## TEXT EXCERPT
As Arsène Wenger waited for Juan Roman Riquelme to take his dramatic 88th-minute penalty last night, one thought, the Arsenal manager admitted, went through his mind: "I thought to myself," he said, "that if Jens [Lehmann] saves this then it is our year."
He will get his chance to put that theory to the test. The German goalkeeper made a thrilling save from the Argentinian's penalty to give Arsenal a 0-0 draw with Villarreal, and a 1-0 win on aggregate, that puts them in their first European Cup final in the club's history in the Stade de France on 17 May. It was the least extraordinary of the ties Arsenal have played against Real Madrid, Juventus and the first leg against Villarreal in the knock-out stages of the competition but it had the most incredible ending.
With Wenger's side just two minutes from the final their luck appeared to have run out when the Russian referee, Valentin Ivanov, gave a dubious penalty for Gaël Clichy's push on Jose Mari. Wenger said: "I felt that it looked like a generous decision. Then I thought to myself, 'If it is our year then Jens will save it'. Maybe it was the strength of character that Jens has but I knew he wouldn't be beaten easily. The fact there was a lot of pressure on Riquelme, and the fatigue, will have helped.
"It is that determination of Jens - and his class. What he did shows us what a great goalkeeper he is and he has been like this all season. I am pleased because, when a guy shows professionalism and a winning attitude, then as a manager you want him to be rewarded. When I think where he started when he came over to England and the steps forward he has made, he deserves a lot of credit."

## EXCERPTED DATA
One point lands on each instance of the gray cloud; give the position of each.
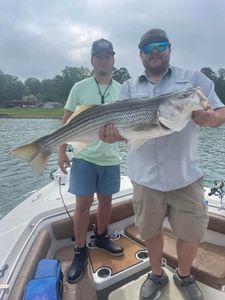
(39, 38)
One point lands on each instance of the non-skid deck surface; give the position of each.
(85, 288)
(131, 290)
(99, 258)
(82, 290)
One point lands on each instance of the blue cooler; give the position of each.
(47, 283)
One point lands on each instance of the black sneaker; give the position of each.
(188, 287)
(78, 265)
(103, 242)
(152, 285)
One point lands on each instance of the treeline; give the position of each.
(52, 90)
(58, 88)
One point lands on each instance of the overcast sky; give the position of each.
(38, 38)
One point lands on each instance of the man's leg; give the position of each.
(104, 212)
(81, 218)
(81, 222)
(103, 218)
(186, 252)
(155, 249)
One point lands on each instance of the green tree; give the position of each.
(11, 88)
(120, 75)
(221, 73)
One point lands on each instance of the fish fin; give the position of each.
(135, 144)
(79, 110)
(32, 154)
(77, 146)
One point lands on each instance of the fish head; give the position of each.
(175, 112)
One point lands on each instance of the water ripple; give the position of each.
(17, 179)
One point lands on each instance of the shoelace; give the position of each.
(154, 278)
(187, 281)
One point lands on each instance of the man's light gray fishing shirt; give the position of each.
(168, 162)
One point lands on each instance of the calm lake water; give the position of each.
(17, 179)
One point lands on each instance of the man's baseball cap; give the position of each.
(102, 45)
(153, 35)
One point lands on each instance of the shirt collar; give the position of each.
(144, 77)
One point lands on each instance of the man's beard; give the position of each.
(158, 70)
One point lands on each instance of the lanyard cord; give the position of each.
(103, 95)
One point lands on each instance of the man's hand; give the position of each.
(209, 117)
(63, 161)
(110, 134)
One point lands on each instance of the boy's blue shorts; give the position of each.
(87, 178)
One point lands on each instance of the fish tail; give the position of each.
(33, 155)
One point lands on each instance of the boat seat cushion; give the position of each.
(38, 251)
(208, 265)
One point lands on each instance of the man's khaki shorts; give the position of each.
(185, 208)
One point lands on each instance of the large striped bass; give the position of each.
(136, 119)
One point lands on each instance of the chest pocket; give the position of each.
(182, 85)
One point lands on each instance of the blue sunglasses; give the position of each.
(160, 46)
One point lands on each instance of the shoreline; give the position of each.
(28, 117)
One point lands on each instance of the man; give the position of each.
(95, 169)
(165, 172)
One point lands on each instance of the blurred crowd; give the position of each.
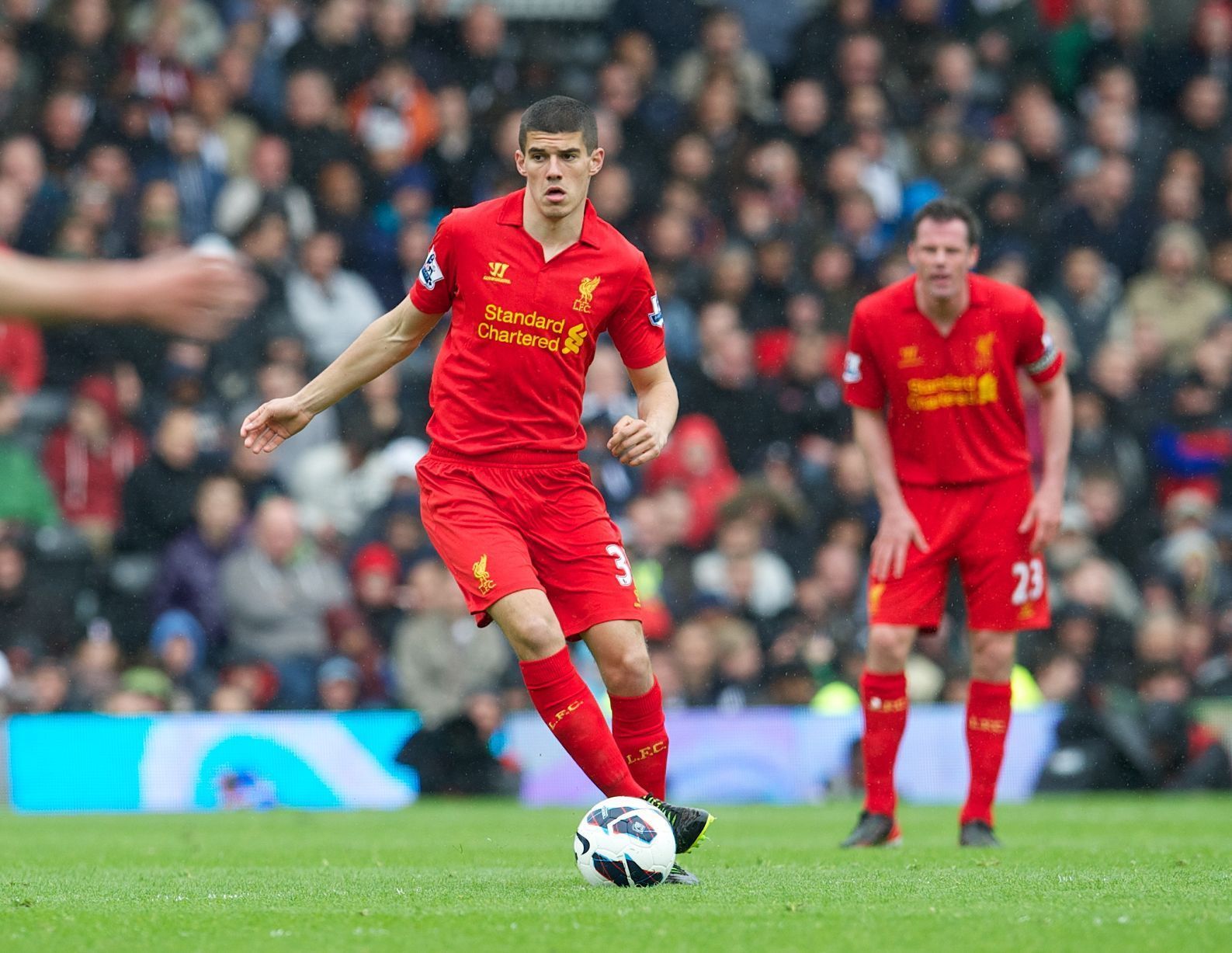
(766, 168)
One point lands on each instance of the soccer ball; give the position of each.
(625, 842)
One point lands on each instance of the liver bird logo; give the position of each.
(585, 292)
(481, 575)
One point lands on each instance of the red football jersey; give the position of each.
(512, 367)
(953, 403)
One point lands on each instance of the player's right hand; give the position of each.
(193, 295)
(898, 531)
(274, 422)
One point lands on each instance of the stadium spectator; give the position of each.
(189, 573)
(178, 644)
(276, 588)
(89, 459)
(26, 497)
(159, 495)
(266, 186)
(329, 304)
(33, 621)
(1175, 298)
(440, 656)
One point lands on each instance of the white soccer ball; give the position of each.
(625, 842)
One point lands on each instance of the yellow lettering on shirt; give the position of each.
(529, 329)
(953, 390)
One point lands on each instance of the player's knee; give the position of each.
(626, 670)
(889, 646)
(992, 657)
(535, 636)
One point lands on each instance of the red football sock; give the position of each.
(987, 722)
(637, 726)
(571, 711)
(885, 718)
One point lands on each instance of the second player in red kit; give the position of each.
(531, 281)
(932, 376)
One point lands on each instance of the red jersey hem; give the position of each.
(507, 457)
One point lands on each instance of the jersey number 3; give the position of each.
(1029, 585)
(623, 573)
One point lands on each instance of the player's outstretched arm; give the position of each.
(1056, 424)
(387, 340)
(184, 292)
(636, 442)
(897, 530)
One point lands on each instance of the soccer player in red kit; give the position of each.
(533, 279)
(932, 377)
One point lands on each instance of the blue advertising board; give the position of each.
(346, 761)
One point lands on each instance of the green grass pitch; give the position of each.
(1077, 875)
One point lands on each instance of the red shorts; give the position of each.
(1005, 585)
(504, 525)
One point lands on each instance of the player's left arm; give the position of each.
(1045, 365)
(640, 440)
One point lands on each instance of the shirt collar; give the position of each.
(512, 214)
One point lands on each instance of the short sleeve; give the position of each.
(432, 291)
(862, 382)
(1036, 352)
(636, 325)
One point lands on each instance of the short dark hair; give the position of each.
(948, 210)
(560, 113)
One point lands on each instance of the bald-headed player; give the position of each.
(932, 376)
(533, 279)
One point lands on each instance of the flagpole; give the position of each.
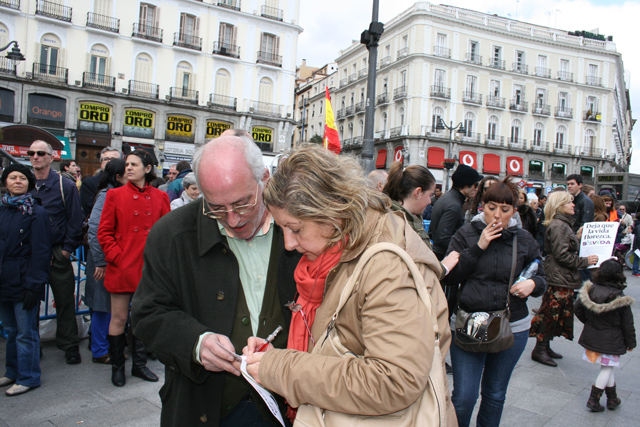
(370, 39)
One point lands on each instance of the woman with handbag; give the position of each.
(361, 342)
(493, 253)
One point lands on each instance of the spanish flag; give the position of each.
(331, 139)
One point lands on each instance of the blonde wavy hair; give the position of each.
(555, 201)
(311, 183)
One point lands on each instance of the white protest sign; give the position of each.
(598, 239)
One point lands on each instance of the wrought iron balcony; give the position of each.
(187, 40)
(541, 109)
(271, 13)
(98, 81)
(564, 112)
(144, 31)
(182, 94)
(103, 22)
(53, 10)
(230, 4)
(473, 58)
(439, 91)
(565, 76)
(472, 97)
(143, 89)
(519, 105)
(495, 102)
(269, 58)
(50, 73)
(223, 102)
(226, 49)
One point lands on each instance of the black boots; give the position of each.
(540, 354)
(612, 397)
(116, 344)
(139, 368)
(594, 399)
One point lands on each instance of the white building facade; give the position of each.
(163, 75)
(534, 103)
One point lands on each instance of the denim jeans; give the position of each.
(494, 371)
(23, 343)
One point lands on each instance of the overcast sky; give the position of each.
(331, 25)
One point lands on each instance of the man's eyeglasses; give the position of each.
(238, 210)
(39, 153)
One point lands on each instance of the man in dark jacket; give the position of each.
(61, 200)
(216, 272)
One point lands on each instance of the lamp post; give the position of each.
(449, 162)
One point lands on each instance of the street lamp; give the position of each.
(15, 54)
(448, 163)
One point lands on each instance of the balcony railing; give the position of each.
(103, 22)
(226, 49)
(223, 102)
(594, 81)
(266, 109)
(519, 67)
(272, 13)
(182, 94)
(53, 10)
(144, 31)
(565, 76)
(400, 92)
(495, 101)
(442, 51)
(541, 109)
(143, 89)
(496, 63)
(13, 4)
(230, 4)
(50, 73)
(403, 52)
(98, 81)
(269, 58)
(7, 66)
(472, 97)
(564, 112)
(438, 91)
(543, 72)
(519, 105)
(473, 58)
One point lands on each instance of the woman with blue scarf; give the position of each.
(25, 260)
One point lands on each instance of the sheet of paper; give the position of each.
(598, 239)
(264, 393)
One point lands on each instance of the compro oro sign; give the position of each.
(180, 129)
(138, 123)
(214, 128)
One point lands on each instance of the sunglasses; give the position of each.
(39, 153)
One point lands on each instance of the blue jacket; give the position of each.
(65, 218)
(25, 252)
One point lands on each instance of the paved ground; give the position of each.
(538, 395)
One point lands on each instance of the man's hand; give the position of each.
(214, 357)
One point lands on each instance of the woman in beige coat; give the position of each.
(326, 210)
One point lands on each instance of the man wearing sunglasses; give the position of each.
(61, 200)
(215, 273)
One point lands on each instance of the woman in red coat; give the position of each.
(127, 217)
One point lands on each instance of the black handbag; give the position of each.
(486, 332)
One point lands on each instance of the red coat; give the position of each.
(127, 217)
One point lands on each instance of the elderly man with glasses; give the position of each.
(61, 200)
(216, 272)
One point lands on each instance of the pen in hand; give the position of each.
(270, 338)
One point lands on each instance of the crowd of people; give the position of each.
(194, 269)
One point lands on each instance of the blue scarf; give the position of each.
(23, 203)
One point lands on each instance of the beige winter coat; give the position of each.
(384, 321)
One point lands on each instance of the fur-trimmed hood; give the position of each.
(618, 301)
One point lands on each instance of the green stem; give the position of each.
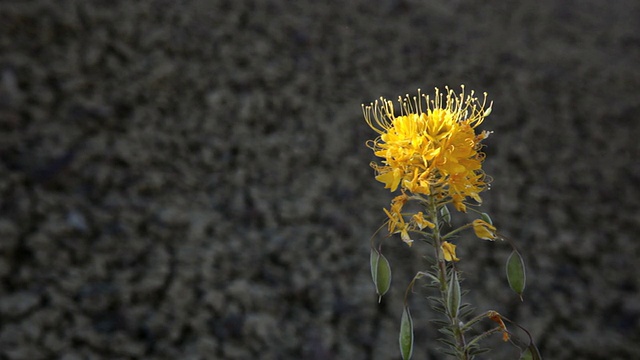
(456, 326)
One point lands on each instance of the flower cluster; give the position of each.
(431, 148)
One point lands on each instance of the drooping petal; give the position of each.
(449, 251)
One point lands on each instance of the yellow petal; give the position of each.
(421, 222)
(449, 251)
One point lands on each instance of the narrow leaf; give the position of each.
(453, 295)
(531, 353)
(486, 218)
(382, 276)
(374, 264)
(406, 334)
(516, 273)
(446, 215)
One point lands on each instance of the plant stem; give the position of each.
(456, 324)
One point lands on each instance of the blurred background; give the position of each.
(189, 179)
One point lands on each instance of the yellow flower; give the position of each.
(449, 251)
(484, 230)
(431, 148)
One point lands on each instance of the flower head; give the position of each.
(431, 148)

## WORK TO DO
a: Write out the part of the Arsenal match report starting at "As Arsène Wenger" and ending at "most incredible ending.".
b: Carry on the Arsenal match report from the point where it ends.
The rows have nothing to do with the Arsenal match report.

## OUTPUTS BY TASK
a:
As Arsène Wenger waited for Juan Roman Riquelme to take his dramatic 88th-minute penalty last night, one thought, the Arsenal manager admitted, went through his mind: "I thought to myself," he said, "that if Jens [Lehmann] saves this then it is our year."
He will get his chance to put that theory to the test. The German goalkeeper made a thrilling save from the Argentinian's penalty to give Arsenal a 0-0 draw with Villarreal, and a 1-0 win on aggregate, that puts them in their first European Cup final in the club's history in the Stade de France on 17 May. It was the least extraordinary of the ties Arsenal have played against Real Madrid, Juventus and the first leg against Villarreal in the knock-out stages of the competition but it had the most incredible ending.

b:
Lehmann, who helped Arsenal win the FA Cup on penalties last year and also starred for Schalke when they claimed the 1997 Uefa Cup on spot-kicks, said that studying tapes of Riquelme taking penalties had paid off for him - and that he had long decided that the Argentinian would shoot to the goalkeeper's left.
"In football you can be close to hell and then rise to heaven just like that," Lehmann said. "A couple of days ago I thought Riquelme would probably take the penalties and I said to myself that if he took one I would dive to my left because of his body shape. He seems to be a player who goes that way and I was lucky on that.
"Thierry came up to me and gave me some advice but I ignored it and stuck to my plan," Lehmann added.
From Clichy, who conceded the penalty, there was simply relief. "If you ask me who my favourite player in the world is at the moment I would say Jens Lehmann," the Frenchman said.
This has been Wenger's eighth season in the Champions' League but this will be his first time in the final, against Milan or Barcelona who play tonight in Italy with the Catalan side holding a one-goal advantage. The Arsenal manager said that he felt vindicated by his side's performance.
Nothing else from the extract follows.